[Natural language region descriptions]
-- -- --
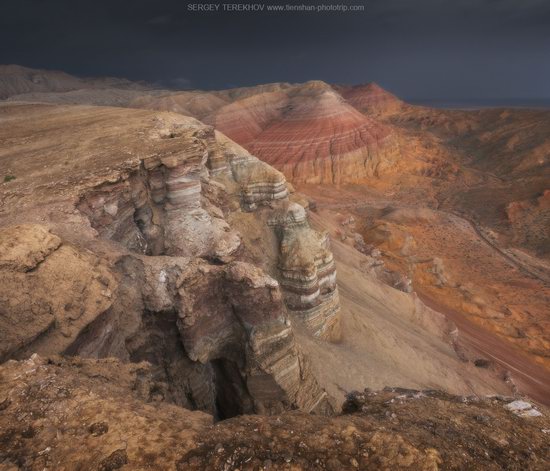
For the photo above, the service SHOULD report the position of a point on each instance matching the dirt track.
(530, 378)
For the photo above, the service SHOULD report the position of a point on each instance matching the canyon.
(207, 262)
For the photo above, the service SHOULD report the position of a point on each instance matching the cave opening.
(232, 397)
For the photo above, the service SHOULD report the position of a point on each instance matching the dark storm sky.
(419, 49)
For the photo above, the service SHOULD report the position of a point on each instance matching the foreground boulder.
(116, 243)
(104, 414)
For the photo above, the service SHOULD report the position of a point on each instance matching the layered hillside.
(115, 243)
(18, 80)
(150, 236)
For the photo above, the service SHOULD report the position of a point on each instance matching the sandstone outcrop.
(371, 99)
(137, 261)
(17, 80)
(105, 414)
(310, 134)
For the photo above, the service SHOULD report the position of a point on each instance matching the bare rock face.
(106, 414)
(137, 261)
(308, 273)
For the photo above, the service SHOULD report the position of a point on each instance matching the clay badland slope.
(138, 187)
(486, 172)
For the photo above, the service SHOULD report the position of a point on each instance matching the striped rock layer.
(151, 270)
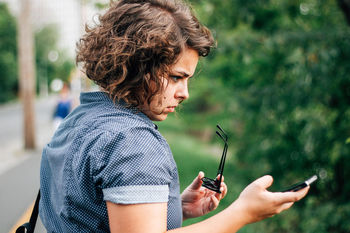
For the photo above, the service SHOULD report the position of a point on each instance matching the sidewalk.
(19, 168)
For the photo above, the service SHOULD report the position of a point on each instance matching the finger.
(223, 190)
(264, 182)
(197, 182)
(218, 177)
(214, 203)
(291, 196)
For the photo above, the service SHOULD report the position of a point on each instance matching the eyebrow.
(184, 74)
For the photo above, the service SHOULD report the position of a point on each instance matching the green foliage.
(8, 55)
(279, 83)
(58, 65)
(51, 62)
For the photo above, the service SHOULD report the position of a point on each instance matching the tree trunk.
(27, 73)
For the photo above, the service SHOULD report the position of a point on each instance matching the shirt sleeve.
(133, 167)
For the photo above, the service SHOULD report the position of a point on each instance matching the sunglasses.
(214, 184)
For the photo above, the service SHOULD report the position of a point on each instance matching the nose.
(182, 90)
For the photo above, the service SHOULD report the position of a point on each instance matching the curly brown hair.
(136, 42)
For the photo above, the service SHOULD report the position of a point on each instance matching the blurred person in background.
(63, 106)
(107, 167)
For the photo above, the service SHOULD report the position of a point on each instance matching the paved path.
(19, 168)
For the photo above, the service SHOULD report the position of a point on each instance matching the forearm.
(229, 220)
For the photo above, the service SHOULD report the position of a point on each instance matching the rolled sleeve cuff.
(136, 194)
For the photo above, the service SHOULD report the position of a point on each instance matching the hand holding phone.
(301, 185)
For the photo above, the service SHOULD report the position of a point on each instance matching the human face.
(175, 87)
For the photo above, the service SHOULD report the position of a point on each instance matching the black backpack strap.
(30, 226)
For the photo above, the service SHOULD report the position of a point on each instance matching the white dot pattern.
(105, 152)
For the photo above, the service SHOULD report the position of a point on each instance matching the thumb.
(264, 182)
(197, 182)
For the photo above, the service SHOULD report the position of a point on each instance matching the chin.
(161, 117)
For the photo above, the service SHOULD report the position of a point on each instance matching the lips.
(171, 109)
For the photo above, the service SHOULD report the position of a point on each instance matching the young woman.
(107, 168)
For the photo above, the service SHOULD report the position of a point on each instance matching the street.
(19, 168)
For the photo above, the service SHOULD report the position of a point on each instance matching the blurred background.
(278, 83)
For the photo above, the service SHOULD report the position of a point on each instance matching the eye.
(175, 78)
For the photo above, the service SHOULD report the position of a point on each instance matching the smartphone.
(301, 185)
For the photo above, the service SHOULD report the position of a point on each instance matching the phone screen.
(301, 185)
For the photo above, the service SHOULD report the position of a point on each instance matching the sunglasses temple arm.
(222, 162)
(223, 132)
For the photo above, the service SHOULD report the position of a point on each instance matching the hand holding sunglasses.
(214, 184)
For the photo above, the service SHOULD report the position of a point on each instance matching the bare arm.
(254, 204)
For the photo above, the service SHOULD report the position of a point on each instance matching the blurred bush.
(51, 61)
(279, 82)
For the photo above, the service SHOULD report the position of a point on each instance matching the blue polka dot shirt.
(105, 152)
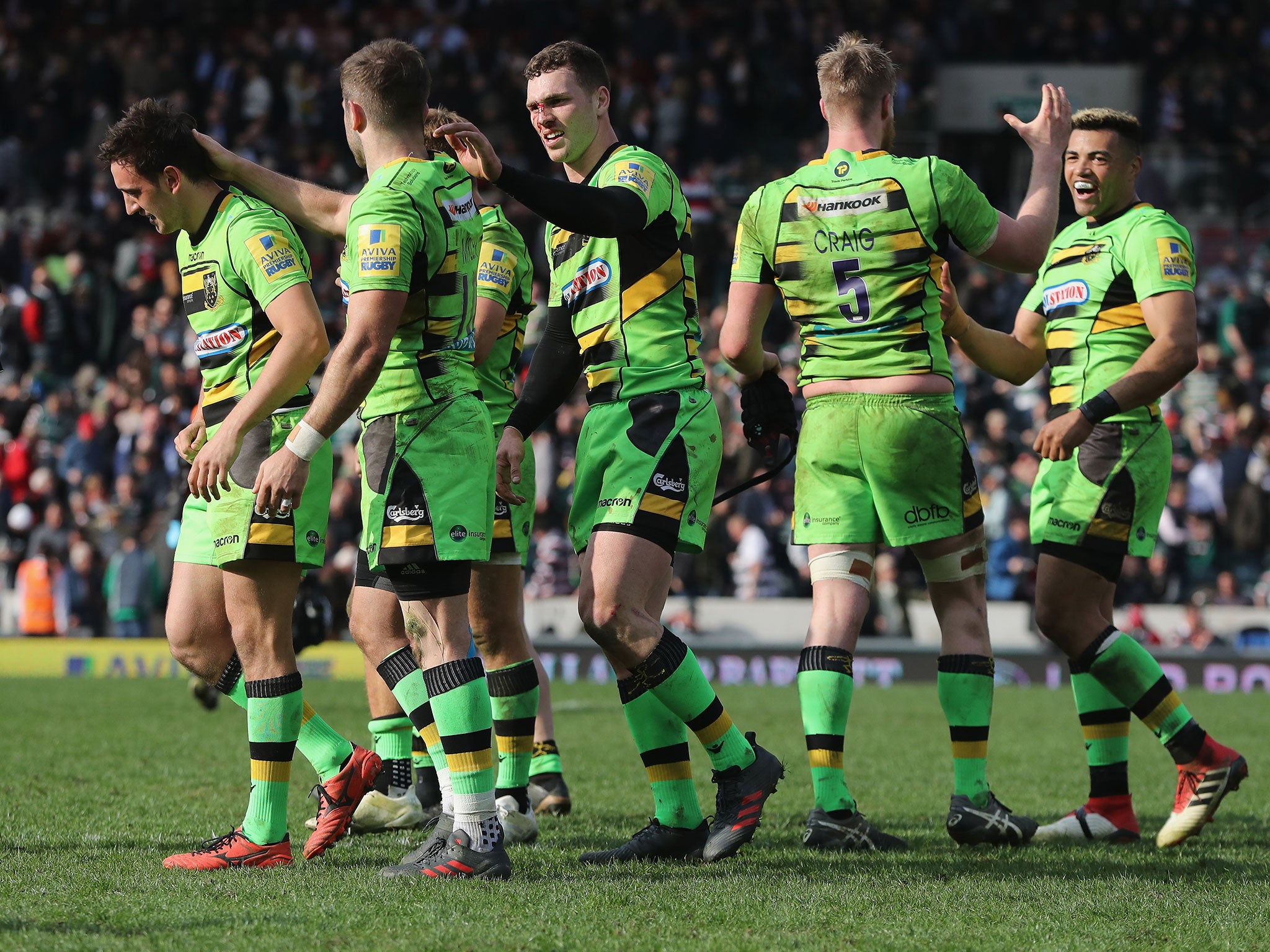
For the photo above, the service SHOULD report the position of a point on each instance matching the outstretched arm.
(318, 208)
(1021, 242)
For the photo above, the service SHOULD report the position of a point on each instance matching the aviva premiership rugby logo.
(1070, 294)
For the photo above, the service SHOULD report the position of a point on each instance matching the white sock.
(477, 815)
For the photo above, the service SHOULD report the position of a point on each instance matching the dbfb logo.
(838, 206)
(593, 275)
(1066, 295)
(221, 340)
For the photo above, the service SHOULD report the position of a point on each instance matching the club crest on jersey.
(273, 254)
(1068, 294)
(837, 206)
(593, 275)
(1175, 262)
(211, 291)
(636, 174)
(379, 250)
(459, 207)
(221, 340)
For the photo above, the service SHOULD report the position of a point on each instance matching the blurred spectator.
(1011, 564)
(41, 589)
(133, 591)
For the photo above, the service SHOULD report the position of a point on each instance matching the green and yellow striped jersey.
(505, 275)
(1090, 291)
(414, 227)
(243, 255)
(633, 300)
(853, 242)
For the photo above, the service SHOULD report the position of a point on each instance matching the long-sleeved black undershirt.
(585, 209)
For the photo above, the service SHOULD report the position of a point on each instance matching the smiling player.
(1113, 311)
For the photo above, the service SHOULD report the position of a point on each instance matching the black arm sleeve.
(553, 374)
(600, 213)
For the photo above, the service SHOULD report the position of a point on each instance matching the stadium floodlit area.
(87, 821)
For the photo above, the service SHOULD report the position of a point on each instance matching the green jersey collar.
(1100, 223)
(218, 203)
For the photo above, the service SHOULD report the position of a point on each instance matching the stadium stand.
(97, 369)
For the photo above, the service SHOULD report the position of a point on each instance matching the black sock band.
(662, 662)
(397, 667)
(1186, 743)
(230, 676)
(453, 674)
(1089, 655)
(822, 658)
(515, 679)
(967, 664)
(275, 687)
(1110, 780)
-- -- --
EXERCISE — The answer should be the exact lines running from the line containing "stadium floodlit area." to the last line of the entries, with nothing else.

RESULT OF THE EXERCISE —
For the photo above, the service SHOULD report the position of a point on each instance matching the stadium floodlit area.
(87, 821)
For the photo above, the service SHOULD report the position of a point on each instance matching the green jersey collar.
(1100, 223)
(218, 203)
For the photo above, the service SHOULD report the position of a point on each instance matching the stadium stand.
(97, 369)
For the photo above, the service SHOULD report the position of a point on each instance matching the black sock band.
(662, 662)
(397, 667)
(1186, 743)
(230, 676)
(453, 674)
(1089, 655)
(822, 658)
(515, 679)
(967, 664)
(275, 687)
(1110, 780)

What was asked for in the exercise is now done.